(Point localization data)
BEGIN
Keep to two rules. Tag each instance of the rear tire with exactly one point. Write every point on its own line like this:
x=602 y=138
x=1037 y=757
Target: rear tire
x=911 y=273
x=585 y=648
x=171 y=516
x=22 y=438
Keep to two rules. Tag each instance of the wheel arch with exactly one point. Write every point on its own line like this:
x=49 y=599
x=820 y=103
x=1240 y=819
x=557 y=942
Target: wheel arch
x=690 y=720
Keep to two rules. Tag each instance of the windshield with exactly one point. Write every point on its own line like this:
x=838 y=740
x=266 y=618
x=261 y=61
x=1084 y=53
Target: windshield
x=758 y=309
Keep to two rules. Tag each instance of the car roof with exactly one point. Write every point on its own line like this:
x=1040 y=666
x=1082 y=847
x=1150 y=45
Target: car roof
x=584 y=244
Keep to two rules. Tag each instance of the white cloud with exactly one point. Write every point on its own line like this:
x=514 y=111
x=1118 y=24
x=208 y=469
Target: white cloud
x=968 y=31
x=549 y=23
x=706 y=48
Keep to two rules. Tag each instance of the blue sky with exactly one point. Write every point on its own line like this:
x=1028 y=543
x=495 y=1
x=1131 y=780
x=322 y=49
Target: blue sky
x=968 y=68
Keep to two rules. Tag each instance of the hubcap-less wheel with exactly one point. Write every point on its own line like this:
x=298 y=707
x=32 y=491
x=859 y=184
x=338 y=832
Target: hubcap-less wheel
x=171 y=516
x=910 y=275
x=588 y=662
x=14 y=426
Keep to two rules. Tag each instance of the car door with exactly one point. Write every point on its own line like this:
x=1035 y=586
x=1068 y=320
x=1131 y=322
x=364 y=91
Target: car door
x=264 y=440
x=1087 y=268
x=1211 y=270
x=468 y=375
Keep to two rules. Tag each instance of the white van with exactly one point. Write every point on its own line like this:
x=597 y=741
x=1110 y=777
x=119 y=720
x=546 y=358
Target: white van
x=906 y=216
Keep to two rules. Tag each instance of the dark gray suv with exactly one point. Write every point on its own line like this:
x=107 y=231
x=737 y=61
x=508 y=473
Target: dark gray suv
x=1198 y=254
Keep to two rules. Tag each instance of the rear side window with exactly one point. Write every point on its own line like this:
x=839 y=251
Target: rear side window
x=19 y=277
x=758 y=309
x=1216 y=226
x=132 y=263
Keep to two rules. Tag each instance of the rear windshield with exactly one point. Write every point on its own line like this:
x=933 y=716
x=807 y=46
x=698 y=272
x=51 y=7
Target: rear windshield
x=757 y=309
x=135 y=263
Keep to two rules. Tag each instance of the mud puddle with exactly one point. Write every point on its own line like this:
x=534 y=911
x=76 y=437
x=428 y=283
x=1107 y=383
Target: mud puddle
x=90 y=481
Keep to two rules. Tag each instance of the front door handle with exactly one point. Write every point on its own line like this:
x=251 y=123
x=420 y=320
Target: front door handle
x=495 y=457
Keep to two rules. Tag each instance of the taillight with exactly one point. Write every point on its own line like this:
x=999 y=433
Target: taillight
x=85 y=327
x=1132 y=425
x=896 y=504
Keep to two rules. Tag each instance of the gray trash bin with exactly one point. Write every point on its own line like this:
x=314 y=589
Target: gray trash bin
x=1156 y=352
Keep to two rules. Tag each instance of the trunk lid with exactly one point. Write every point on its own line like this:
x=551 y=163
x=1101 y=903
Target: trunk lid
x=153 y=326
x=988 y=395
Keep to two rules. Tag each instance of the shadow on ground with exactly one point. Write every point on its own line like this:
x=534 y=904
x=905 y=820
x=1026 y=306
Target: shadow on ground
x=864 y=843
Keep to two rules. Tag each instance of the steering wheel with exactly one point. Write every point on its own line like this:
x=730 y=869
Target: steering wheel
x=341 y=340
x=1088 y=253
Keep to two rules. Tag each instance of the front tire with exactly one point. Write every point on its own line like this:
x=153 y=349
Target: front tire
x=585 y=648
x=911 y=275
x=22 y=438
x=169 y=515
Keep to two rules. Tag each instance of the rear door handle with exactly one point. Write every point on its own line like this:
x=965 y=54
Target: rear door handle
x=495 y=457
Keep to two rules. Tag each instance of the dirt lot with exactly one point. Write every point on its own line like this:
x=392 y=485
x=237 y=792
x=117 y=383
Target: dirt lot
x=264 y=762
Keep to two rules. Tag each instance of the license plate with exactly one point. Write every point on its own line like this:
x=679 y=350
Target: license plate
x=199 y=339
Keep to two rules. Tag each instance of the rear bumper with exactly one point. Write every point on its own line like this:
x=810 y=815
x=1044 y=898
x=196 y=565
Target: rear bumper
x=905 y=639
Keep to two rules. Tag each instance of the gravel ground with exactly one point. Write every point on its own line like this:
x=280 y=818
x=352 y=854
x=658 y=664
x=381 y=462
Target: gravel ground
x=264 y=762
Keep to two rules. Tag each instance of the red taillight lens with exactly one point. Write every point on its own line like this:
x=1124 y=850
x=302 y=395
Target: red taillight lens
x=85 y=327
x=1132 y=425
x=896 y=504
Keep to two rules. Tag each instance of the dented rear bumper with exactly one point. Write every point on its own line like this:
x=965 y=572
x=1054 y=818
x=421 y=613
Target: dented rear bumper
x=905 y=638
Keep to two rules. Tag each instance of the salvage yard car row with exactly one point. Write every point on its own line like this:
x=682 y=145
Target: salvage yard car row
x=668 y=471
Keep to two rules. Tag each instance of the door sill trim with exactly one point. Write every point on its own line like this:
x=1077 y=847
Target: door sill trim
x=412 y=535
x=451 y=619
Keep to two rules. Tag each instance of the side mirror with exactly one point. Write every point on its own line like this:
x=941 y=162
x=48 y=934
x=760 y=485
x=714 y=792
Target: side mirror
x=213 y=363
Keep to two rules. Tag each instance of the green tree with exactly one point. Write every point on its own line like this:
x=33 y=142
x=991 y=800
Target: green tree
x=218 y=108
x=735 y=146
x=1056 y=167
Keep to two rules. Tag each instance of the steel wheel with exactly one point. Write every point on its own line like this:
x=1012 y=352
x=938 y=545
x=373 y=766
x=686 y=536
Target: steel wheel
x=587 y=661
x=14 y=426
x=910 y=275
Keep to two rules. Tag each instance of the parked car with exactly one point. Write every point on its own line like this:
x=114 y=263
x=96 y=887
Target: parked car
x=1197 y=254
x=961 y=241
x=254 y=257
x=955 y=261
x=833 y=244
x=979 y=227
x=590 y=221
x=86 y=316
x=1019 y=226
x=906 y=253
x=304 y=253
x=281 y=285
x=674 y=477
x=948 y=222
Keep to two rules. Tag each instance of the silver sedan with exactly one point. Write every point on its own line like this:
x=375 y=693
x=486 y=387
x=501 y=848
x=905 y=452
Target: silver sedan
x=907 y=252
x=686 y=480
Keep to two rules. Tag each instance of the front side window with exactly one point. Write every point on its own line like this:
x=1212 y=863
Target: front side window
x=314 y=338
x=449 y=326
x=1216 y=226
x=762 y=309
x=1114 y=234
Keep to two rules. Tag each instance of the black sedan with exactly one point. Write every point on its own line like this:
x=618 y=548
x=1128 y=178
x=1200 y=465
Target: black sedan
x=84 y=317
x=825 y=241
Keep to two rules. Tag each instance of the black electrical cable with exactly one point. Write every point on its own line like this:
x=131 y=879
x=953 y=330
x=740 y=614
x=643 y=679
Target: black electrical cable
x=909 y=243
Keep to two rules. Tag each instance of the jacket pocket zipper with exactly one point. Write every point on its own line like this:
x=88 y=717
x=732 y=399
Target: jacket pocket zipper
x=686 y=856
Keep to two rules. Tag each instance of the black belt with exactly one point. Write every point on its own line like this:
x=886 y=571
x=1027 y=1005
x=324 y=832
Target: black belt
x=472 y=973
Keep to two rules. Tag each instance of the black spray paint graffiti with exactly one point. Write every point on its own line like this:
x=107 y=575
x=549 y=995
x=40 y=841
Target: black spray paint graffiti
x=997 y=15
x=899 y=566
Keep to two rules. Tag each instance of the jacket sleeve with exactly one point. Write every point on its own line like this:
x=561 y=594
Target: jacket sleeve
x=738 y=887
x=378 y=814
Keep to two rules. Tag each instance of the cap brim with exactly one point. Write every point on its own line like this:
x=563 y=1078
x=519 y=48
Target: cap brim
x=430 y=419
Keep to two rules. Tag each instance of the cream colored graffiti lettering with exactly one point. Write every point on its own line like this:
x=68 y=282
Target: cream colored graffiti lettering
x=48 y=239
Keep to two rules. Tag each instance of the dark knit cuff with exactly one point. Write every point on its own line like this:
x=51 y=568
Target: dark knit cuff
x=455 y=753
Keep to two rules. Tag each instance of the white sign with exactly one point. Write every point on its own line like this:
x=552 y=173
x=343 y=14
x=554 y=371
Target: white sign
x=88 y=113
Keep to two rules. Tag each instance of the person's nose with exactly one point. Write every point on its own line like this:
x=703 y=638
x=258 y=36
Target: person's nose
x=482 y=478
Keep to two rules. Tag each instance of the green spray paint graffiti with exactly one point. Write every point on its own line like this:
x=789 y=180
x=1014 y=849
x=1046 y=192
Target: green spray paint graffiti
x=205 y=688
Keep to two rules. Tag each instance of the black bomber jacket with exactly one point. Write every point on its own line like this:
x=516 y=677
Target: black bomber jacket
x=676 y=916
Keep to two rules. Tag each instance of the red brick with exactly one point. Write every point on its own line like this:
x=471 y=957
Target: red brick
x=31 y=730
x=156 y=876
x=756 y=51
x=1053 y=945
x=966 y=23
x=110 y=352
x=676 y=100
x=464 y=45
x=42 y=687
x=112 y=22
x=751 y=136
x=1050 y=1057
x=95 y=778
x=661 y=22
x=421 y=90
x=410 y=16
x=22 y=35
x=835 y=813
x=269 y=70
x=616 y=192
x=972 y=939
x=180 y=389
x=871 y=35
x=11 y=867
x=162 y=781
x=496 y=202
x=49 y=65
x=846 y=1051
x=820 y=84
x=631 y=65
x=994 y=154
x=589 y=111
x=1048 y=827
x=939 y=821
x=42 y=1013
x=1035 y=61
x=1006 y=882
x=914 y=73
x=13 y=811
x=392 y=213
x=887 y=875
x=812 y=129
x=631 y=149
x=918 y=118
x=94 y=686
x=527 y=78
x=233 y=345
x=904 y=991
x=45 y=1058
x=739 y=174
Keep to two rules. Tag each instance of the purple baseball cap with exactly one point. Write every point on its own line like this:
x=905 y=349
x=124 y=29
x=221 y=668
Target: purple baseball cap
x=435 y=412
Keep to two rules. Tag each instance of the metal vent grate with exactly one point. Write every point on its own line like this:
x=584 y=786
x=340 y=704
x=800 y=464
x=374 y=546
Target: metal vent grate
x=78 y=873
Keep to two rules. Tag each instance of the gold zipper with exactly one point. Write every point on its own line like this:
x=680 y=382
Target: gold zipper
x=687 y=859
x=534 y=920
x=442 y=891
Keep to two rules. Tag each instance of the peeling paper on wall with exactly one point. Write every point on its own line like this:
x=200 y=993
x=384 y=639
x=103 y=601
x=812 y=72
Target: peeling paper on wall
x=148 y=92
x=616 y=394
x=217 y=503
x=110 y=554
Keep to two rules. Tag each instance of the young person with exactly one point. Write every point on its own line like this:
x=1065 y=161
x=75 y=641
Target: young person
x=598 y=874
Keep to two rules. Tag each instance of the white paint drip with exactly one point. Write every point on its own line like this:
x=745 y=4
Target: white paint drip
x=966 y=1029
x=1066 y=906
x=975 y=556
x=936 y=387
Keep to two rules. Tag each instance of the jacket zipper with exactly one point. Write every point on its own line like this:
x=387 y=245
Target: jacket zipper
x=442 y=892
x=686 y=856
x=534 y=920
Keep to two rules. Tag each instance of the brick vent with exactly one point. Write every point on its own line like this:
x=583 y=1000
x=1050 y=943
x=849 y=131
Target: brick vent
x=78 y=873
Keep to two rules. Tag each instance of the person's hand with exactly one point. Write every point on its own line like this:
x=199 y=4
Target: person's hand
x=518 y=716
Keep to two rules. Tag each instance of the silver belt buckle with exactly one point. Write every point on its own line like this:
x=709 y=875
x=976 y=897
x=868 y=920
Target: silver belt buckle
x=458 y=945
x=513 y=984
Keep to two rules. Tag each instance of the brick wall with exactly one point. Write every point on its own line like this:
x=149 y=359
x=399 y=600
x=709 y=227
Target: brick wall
END
▶ _ASSIGNMENT_
Only the lines above from the line with "Keep to two rules. Tag each instance of the person's nose" to the line with "x=471 y=957", those two lines included, should be reproduced exactly.

▶ _FINISHED TASK_
Keep to two rules. Tag each instance of the person's nose with exactly one point. Write every point on its own line like this:
x=703 y=638
x=258 y=36
Target: person's nose
x=482 y=478
Keep to two rules. Tag each instance of the green spray paint graffiti with exactly one point. Write every point on its own line like this:
x=789 y=180
x=1014 y=849
x=1046 y=192
Target: green spray paint graffiti
x=205 y=688
Keep to two rules. Tag each instance of the black bomber jacket with exactly one point. Write every point on its own line like this:
x=516 y=677
Target: black bomber jacket
x=676 y=916
Keep to two rules. Tag each instance of the red brick with exactly one point. Write every point on its own line like this:
x=471 y=957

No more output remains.